- **Task instructions**
Retype each line of the entries below word for word, with no changes.

[Records from a dataset]
— begin —
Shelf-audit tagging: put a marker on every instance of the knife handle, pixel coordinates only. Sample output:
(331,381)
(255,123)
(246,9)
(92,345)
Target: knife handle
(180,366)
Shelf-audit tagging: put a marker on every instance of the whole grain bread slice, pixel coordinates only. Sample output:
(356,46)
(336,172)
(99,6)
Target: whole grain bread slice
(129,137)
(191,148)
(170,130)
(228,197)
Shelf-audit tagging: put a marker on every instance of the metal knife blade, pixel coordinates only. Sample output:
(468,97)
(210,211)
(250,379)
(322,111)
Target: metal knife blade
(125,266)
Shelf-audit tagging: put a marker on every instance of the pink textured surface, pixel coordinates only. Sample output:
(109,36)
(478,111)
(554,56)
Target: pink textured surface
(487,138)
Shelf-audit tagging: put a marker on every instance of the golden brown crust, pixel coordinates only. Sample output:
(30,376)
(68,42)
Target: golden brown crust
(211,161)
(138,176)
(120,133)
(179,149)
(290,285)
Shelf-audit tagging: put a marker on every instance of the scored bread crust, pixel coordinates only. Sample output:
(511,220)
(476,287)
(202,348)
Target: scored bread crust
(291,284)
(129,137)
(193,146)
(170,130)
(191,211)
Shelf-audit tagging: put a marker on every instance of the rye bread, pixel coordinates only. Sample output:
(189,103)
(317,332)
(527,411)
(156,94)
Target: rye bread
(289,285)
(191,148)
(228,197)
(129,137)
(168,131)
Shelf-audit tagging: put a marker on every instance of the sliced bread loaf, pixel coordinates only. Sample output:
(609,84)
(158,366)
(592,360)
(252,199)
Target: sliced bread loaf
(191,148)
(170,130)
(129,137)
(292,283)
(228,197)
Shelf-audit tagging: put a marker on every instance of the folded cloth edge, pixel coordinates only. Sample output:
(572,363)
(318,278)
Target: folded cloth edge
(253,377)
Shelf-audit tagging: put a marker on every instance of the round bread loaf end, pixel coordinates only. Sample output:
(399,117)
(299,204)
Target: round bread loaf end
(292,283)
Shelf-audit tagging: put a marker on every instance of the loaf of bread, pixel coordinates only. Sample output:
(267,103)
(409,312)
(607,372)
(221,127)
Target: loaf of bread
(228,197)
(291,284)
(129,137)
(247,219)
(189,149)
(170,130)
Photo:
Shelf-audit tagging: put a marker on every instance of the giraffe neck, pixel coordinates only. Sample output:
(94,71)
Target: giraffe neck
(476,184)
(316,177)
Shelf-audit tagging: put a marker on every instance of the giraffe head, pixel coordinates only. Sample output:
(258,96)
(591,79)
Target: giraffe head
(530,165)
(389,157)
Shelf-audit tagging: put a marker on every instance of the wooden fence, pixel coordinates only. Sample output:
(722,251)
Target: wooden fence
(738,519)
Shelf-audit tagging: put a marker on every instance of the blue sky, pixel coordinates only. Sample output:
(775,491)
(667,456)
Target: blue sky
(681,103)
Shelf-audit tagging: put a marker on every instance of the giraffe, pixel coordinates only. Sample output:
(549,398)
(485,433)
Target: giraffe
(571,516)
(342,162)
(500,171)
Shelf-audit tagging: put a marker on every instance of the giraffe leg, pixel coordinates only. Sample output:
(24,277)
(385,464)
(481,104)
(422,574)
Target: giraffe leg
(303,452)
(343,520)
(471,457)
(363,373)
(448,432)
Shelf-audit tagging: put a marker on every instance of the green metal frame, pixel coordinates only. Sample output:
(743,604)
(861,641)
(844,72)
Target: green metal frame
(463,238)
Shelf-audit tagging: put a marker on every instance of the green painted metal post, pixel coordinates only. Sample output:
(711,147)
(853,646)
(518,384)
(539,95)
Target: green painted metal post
— end —
- **Response to the task**
Shelf-audit tagging: put a marker on every instance of the knife handle, pixel coordinates only. Sample output:
(331,381)
(255,123)
(246,9)
(92,345)
Target: knife handle
(180,366)
Shelf-audit tagging: put a marker on every instance of the whole grain bread slice, pixel coordinates only. Sample output:
(356,46)
(336,172)
(99,6)
Target: whole grain bread slice
(129,137)
(191,148)
(170,130)
(228,197)
Shelf-audit tagging: put a marker on every instance of the metal knife blade, pixel coordinates only. Sample output:
(468,97)
(210,211)
(250,379)
(322,111)
Target: metal knife blade
(125,266)
Shelf-audit tagging: put a marker on every instance of the pink textured surface, pixel coordinates only. Sample output:
(109,36)
(478,111)
(554,56)
Target: pink textured surface
(487,138)
Shelf-audit tagging: put a marker on every instance of the golden brown crust, pixel coordinates only. Sample output:
(30,376)
(68,42)
Target: golden brown crust
(211,161)
(138,176)
(120,133)
(179,149)
(290,285)
Shelf-audit tagging: put a marker on every instance of the scored bread crust, pixel coordinates only. Sample output:
(511,220)
(476,287)
(202,348)
Target: scored bread crust
(291,284)
(129,137)
(193,146)
(170,130)
(191,211)
Shelf-audit tagging: put a marker on every instance of the rye bread, pixel coordinates only. Sample output:
(189,103)
(317,332)
(527,411)
(156,94)
Target: rye bread
(289,285)
(191,148)
(228,197)
(129,137)
(168,131)
Shelf-audit tagging: put a marker on every instance of the sliced bread loaf, pixel coordinates only. Sample output:
(609,84)
(158,366)
(592,360)
(252,199)
Target: sliced bread loaf
(191,148)
(170,130)
(129,137)
(292,283)
(228,197)
Shelf-audit tagging: put a marker on every instance of the folded cloth edge, pixel coordinates only. Sample output:
(572,363)
(318,278)
Target: folded cloth edge
(253,377)
Shelf-audit tagging: put a marker on every instance of the round bread loaf end, pixel coordinates only. Sample output:
(399,117)
(299,204)
Target: round bread loaf end
(292,283)
Shelf-audit tagging: put a marker on every instance of the loaf of bread, pixel coordinates only. Sample output:
(267,103)
(409,312)
(607,372)
(221,127)
Target: loaf of bread
(228,197)
(291,284)
(129,137)
(247,219)
(189,149)
(170,130)
Photo:
Shelf-audit tagging: put a marker on every instance of the giraffe neck, pixel coordinates only. Sample output:
(94,71)
Target: giraffe neck
(476,184)
(316,177)
Shelf-audit tagging: put a marker on every instance of the giraffe head, pixel coordinates only. Sample output:
(258,96)
(591,79)
Target: giraffe head
(530,165)
(389,157)
Shelf-audit tagging: put a marker on every instance of the wooden fence, pixel coordinates only. Sample output:
(722,251)
Target: wooden fence
(738,519)
Shelf-audit tagging: put a marker on every instance of the blue sky, pixel coordinates only. Sample output:
(775,491)
(667,456)
Target: blue sky
(681,103)
Shelf-audit tagging: put a marker on every instance of the giraffe, pixel coordinates only. Sample output:
(549,398)
(485,433)
Target: giraffe
(571,516)
(342,162)
(500,171)
Shelf-audit tagging: put a marker on every instance of the giraffe leg, pixel coordinates only. Sample output:
(24,277)
(385,464)
(481,104)
(422,574)
Target: giraffe leg
(303,452)
(343,520)
(471,457)
(363,373)
(448,432)
Shelf-audit tagging: put a marker on every instance of the green metal frame, pixel coordinates only. Sample output:
(743,604)
(861,641)
(844,72)
Target: green metal frame
(463,238)
Shelf-audit tagging: put a marker on every instance of the green painted metal post, pixel coordinates only. Sample output:
(711,147)
(853,646)
(518,384)
(539,95)
Target: green painted metal post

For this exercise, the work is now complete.